RECORDS FOR THE EXERCISE START

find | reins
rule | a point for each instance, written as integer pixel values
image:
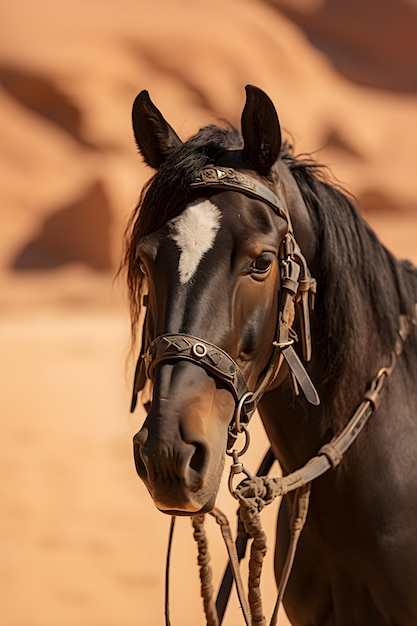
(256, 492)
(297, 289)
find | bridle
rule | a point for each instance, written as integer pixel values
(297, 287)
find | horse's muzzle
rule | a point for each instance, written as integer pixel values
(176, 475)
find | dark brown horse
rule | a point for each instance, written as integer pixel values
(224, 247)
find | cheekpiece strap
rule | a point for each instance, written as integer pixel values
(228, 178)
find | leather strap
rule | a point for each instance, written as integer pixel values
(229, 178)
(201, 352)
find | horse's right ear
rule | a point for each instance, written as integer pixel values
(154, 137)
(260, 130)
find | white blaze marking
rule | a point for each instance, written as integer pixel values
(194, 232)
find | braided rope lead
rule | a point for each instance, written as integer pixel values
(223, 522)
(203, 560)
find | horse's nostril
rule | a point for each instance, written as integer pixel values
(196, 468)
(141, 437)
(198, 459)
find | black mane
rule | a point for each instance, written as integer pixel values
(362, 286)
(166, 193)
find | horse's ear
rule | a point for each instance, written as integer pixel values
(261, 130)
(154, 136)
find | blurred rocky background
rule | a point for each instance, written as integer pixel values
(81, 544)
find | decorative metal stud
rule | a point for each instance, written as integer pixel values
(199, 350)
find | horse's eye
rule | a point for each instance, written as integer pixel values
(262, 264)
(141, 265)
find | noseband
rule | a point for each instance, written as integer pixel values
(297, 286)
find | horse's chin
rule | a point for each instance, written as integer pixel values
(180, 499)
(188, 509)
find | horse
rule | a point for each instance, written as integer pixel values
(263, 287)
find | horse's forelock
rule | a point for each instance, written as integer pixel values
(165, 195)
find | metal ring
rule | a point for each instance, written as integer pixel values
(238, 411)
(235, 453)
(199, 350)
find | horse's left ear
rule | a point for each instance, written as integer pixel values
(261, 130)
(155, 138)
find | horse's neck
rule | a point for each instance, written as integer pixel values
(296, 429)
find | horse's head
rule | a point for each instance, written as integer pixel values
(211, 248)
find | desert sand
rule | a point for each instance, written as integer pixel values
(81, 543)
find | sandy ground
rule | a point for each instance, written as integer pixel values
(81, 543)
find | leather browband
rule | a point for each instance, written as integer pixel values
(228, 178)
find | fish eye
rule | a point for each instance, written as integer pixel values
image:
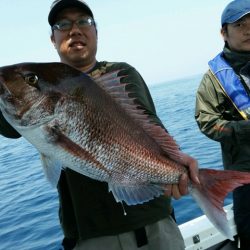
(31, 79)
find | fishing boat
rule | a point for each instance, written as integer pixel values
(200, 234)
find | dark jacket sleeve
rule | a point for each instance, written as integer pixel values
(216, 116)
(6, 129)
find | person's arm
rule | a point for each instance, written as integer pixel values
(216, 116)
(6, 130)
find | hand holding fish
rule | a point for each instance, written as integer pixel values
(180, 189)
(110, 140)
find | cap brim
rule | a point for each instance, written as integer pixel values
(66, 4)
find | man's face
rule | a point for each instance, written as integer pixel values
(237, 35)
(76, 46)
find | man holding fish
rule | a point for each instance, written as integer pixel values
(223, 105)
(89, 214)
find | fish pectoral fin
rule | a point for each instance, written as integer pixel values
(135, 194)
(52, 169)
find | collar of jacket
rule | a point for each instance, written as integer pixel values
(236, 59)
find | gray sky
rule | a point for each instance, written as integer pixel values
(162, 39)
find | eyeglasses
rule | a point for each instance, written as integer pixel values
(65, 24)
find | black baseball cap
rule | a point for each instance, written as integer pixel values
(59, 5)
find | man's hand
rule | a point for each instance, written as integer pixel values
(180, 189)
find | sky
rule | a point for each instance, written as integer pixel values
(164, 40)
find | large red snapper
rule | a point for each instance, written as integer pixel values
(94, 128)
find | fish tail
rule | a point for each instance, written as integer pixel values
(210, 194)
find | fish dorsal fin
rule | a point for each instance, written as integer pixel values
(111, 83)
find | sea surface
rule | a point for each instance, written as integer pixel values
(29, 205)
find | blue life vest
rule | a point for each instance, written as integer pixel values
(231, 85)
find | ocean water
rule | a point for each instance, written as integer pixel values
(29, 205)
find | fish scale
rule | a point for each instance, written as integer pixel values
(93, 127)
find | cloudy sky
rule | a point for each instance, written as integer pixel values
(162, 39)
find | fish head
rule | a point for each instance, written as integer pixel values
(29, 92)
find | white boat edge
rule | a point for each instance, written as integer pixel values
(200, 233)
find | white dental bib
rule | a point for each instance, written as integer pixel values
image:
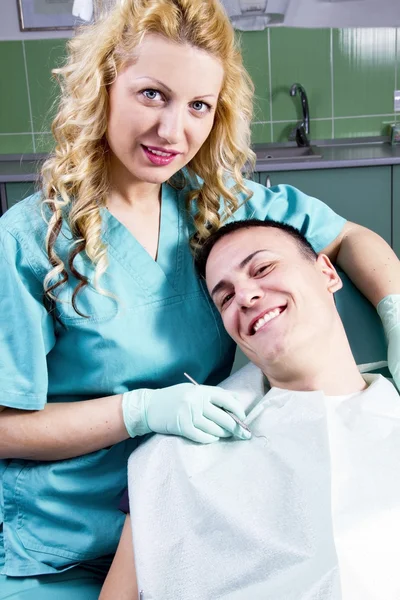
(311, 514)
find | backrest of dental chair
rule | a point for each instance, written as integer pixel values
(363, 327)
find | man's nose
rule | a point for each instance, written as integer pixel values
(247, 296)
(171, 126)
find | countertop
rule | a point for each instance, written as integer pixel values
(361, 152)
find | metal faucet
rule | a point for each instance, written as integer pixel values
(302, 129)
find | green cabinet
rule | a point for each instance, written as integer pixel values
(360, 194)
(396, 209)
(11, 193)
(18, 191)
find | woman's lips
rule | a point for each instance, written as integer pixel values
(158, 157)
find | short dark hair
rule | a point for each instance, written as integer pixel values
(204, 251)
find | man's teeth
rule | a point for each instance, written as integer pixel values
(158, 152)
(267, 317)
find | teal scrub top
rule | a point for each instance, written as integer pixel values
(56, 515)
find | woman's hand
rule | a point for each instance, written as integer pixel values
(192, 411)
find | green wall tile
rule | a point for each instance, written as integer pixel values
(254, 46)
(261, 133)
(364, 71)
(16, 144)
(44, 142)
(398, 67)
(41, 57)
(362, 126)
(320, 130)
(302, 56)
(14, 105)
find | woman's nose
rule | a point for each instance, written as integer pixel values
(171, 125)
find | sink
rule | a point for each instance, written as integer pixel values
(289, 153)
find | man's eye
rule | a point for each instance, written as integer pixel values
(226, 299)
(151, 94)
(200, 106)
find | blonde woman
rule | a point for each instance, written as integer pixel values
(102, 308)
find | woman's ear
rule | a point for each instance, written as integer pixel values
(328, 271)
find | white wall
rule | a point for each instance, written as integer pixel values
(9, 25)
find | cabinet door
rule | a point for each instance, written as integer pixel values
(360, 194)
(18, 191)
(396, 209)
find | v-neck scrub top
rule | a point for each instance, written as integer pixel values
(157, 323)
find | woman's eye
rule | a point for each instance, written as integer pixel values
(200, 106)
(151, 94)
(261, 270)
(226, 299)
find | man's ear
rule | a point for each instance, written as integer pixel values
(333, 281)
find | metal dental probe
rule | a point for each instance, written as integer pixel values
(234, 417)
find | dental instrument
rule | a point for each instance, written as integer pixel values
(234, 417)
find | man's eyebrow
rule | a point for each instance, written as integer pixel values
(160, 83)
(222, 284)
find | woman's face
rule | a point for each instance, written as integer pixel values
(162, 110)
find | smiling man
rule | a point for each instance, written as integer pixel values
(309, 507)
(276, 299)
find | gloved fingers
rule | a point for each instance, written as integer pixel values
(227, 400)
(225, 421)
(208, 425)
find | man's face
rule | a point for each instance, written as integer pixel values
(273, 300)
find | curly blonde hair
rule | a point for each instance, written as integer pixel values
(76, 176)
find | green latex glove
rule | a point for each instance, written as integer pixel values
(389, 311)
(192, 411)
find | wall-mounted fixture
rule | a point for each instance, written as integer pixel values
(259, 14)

RECORDS FOR THE EXERCISE END

Beginning at the line above that contains "find | woman's eye", return each line exactly through the line that contains "find | dental instrument", and no others.

find | woman's eye
rule | a point for each instance, written as integer pixel values
(200, 106)
(151, 94)
(261, 270)
(226, 299)
find | man's ear
rule | a point for each instance, written as integer pixel values
(333, 281)
find | metal dental probe
rule | a point for each instance, written as integer pixel values
(234, 417)
find | dental instrument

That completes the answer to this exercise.